BEGIN Document text

Tim G. J. Rudner
Tim G. J. Rudner, New York University
Conventional regularization techniques for neural networks, such as L2 or L1 regularization, explicitly penalize divergence of the model parameters from specific parameter values. However, in most neural network models, specific parameter configurations bear little to no physical meaning, and it is difficult to incorporate domain knowledge or other relevant information into neural network training using conventional regularization techniques.
In this talk, I will show that we can address this shortcoming by using Bayesian principles to effectively incorporate domain knowledge or beliefs about desirable model properties into neural network training. To do so, I will approach regularization in neural networks from a probabilistic perspective and define a family of data-driven prior distributions that allows us to encode useful auxiliary information into the model. I will then show how to perform approximate inference in neural networks with such priors and derive a simple variational optimization objective with a regularizer that reflects the constraints implicitly encoded in the prior. This regularizer is mathematically simple, easy to implement, and can be used as a drop-in replacement for existing regularizers when performing supervised learning in neural networks of any size.
I will conclude the talk with an overview of applications of data-driven priors, including distribution shift detection, drug discovery, and medical diagnosis.

END Document text

• _Task item A_: Translate this sentence from the abstract on data-driven priors into Spanish: "I will conclude the talk with an overview of applications of data-driven priors, including distribution shift detection, drug discovery, and medical diagnosis."
• _Task item B_: According to the abstract on data-driven priors, which conventional regularization techniques for neural networks penalize divergence of the model parameters from specific parameter values?
• _Task item C_: Write a continuation of the abstract on data-driven priors, starting after its final sentence.
The lines that come after this abstract have no connection to it.

BEGIN Data records

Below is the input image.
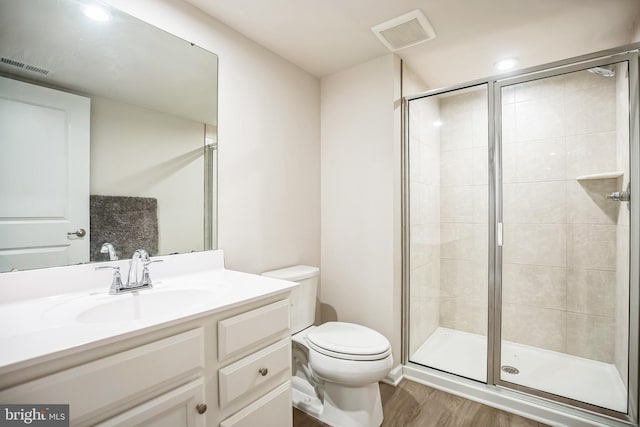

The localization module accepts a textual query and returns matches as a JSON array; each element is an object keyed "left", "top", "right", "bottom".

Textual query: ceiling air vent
[
  {"left": 0, "top": 56, "right": 49, "bottom": 76},
  {"left": 371, "top": 9, "right": 436, "bottom": 52}
]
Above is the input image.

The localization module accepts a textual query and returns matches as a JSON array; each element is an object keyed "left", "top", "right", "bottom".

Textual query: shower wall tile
[
  {"left": 440, "top": 259, "right": 473, "bottom": 298},
  {"left": 471, "top": 147, "right": 489, "bottom": 185},
  {"left": 410, "top": 260, "right": 440, "bottom": 298},
  {"left": 440, "top": 185, "right": 475, "bottom": 223},
  {"left": 502, "top": 224, "right": 567, "bottom": 267},
  {"left": 440, "top": 297, "right": 487, "bottom": 335},
  {"left": 440, "top": 149, "right": 473, "bottom": 187},
  {"left": 472, "top": 185, "right": 489, "bottom": 224},
  {"left": 567, "top": 268, "right": 616, "bottom": 317},
  {"left": 502, "top": 181, "right": 567, "bottom": 224},
  {"left": 409, "top": 297, "right": 440, "bottom": 354},
  {"left": 440, "top": 223, "right": 473, "bottom": 259},
  {"left": 567, "top": 313, "right": 615, "bottom": 363},
  {"left": 565, "top": 131, "right": 618, "bottom": 179},
  {"left": 440, "top": 122, "right": 473, "bottom": 151},
  {"left": 515, "top": 98, "right": 564, "bottom": 141},
  {"left": 502, "top": 303, "right": 567, "bottom": 352},
  {"left": 502, "top": 264, "right": 567, "bottom": 310},
  {"left": 502, "top": 138, "right": 566, "bottom": 183},
  {"left": 567, "top": 179, "right": 620, "bottom": 224},
  {"left": 565, "top": 83, "right": 616, "bottom": 135},
  {"left": 567, "top": 224, "right": 616, "bottom": 271}
]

END Data records

• _Task answer A_: Concluiré la charla con una visión general de las aplicaciones de las distribuciones a priori basadas en datos, incluidas la detección de desplazamientos en la distribución, el descubrimiento de fármacos y el diagnóstico médico.

• _Task answer B_: L2 or L1 regularization.

• _Task answer C_:
This is joint work with Sanyam Kapoor, Shikai Qiu, Xiang Pan, Lily Yucen Li, Ya Shi Zhang, Ravid Shwartz-Ziv, Julia Kempe, and Andrew Gordon Wilson.
Bio: Tim G. J. Rudner is an Assistant Professor and Faculty Fellow at New York University’s Center for Data Science and an AI Fellow at Georgetown University’s Center for Security and Emerging Technology. He conducted PhD research on probabilistic machine learning in the Department of Computer Science at the University of Oxford, where he was advised by Yee Whye Teh and Yarin Gal. The goal of his research is to develop methods and theoretical insights that enable the safe deployment of machine learning systems in safety-critical settings. Tim holds a master’s degree in statistics from the University of Oxford and an undergraduate degree in applied mathematics and economics from Yale University. He is also a Rhodes Scholar and a Qualcomm Innovation Fellow.
3:30pm - Pre-talk meet and greet teatime - 219 Prospect Street, 13 floor, there will be light snacks and beverages in the kitchen area.